Saved entries:
^^^^^^^^^^^^^^^^
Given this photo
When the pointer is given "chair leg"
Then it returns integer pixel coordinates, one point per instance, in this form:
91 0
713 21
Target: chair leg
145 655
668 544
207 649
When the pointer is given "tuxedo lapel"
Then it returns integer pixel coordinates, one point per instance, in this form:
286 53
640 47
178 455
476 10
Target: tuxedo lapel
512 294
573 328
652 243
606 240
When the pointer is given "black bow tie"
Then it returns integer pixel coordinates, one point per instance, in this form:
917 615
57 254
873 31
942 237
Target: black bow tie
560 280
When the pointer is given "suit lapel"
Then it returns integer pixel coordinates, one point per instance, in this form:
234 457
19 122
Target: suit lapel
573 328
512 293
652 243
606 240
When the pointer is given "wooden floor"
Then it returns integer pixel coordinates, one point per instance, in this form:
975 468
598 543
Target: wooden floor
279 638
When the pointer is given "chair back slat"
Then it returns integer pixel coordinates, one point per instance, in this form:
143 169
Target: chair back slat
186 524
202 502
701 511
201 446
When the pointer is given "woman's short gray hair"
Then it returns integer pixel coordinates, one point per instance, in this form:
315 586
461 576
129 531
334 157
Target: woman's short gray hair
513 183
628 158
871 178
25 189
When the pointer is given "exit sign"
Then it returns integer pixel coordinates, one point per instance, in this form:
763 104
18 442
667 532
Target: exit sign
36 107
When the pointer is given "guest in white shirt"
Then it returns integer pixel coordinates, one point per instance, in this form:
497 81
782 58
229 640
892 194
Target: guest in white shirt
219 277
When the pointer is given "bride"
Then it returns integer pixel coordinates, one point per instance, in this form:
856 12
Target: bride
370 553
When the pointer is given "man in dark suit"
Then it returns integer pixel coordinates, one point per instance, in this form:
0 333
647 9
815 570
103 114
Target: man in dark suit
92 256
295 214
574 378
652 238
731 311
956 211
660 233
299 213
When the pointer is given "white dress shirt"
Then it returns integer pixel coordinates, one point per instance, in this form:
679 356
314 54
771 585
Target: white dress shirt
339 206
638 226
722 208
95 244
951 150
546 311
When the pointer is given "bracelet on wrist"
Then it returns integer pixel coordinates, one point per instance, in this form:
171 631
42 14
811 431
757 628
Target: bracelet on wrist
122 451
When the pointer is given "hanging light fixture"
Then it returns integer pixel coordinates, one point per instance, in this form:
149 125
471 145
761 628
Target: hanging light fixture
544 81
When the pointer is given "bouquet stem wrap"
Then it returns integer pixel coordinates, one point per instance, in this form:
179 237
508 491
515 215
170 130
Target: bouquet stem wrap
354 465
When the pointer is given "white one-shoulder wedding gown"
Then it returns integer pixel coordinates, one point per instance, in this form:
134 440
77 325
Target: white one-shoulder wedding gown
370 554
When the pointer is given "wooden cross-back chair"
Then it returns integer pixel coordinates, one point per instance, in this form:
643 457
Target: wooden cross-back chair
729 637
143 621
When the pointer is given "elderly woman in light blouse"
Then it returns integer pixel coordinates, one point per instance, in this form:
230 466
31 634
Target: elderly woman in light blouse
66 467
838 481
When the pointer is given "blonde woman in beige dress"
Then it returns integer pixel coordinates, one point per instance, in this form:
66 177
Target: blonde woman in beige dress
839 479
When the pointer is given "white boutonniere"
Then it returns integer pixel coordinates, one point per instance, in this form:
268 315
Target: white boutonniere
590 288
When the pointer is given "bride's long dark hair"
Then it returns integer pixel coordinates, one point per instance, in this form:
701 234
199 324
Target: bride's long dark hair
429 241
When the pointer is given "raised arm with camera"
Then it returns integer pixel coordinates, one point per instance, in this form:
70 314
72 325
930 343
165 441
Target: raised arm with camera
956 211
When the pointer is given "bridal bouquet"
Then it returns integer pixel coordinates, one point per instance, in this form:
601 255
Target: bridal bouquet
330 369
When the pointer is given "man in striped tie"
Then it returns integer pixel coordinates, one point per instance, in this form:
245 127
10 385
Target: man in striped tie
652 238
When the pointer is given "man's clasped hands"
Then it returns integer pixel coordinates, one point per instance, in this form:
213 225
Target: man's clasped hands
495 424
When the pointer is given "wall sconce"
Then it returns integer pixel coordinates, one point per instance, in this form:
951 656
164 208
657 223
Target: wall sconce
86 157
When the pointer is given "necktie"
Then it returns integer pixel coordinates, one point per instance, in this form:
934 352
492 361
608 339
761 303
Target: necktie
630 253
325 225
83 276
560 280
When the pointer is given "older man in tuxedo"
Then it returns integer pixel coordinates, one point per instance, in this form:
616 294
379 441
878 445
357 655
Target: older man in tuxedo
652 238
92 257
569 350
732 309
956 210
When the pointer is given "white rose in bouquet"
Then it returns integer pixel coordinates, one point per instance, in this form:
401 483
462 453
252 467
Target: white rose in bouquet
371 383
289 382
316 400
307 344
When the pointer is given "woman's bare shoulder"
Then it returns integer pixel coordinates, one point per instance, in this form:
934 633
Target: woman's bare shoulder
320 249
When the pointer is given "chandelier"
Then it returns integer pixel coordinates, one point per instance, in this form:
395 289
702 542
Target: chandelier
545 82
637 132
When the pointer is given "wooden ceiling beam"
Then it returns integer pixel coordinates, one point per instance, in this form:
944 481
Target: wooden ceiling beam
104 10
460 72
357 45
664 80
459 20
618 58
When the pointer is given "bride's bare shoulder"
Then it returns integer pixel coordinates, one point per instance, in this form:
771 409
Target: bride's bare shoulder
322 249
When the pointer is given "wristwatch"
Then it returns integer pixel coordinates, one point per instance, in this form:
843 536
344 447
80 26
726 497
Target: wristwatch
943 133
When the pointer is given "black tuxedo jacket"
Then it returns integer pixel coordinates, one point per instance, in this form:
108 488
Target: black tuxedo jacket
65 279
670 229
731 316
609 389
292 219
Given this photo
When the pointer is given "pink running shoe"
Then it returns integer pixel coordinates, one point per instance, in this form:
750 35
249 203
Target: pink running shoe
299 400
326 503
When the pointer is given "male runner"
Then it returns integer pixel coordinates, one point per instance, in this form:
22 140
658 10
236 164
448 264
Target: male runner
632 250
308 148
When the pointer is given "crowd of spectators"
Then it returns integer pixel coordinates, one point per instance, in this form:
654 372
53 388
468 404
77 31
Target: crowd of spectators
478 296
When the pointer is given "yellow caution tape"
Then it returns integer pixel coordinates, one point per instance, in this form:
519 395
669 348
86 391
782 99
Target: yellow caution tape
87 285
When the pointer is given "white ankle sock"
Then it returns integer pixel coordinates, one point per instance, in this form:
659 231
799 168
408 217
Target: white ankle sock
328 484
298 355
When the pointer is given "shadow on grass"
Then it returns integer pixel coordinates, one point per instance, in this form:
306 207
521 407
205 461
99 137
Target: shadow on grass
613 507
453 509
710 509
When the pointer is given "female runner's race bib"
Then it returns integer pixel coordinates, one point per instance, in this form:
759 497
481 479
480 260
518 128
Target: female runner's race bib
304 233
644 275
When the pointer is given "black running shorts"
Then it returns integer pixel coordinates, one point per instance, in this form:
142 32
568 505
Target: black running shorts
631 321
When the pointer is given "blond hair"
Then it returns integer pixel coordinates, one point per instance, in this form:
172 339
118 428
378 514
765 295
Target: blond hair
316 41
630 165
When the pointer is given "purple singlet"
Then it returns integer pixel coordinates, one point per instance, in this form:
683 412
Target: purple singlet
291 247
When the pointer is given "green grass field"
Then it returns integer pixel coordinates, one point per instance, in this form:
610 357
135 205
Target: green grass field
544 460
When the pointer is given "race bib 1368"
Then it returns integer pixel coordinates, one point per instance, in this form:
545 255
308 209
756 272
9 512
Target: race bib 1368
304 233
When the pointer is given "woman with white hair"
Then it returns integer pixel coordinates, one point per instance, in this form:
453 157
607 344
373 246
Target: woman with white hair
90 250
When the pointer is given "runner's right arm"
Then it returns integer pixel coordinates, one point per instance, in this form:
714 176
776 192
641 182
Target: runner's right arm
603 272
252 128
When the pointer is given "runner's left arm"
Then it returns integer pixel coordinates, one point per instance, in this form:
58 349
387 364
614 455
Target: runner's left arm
^^^^^^^^^^^^^^^^
EXERCISE GOAL: Return the count of lines in the entries above that include the word "left", without any added text.

REPLY TO THE EXERCISE: 2